■ **Work instructions**: The entries need to be copied exactly.

■ **Recorded data**:
============================================================
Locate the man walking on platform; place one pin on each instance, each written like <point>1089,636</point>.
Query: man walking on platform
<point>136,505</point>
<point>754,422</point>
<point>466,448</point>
============================================================
■ **Your response**:
Locate the man walking on platform; place one pin on each instance, each written like <point>1089,636</point>.
Query: man walking on platform
<point>136,505</point>
<point>754,422</point>
<point>466,448</point>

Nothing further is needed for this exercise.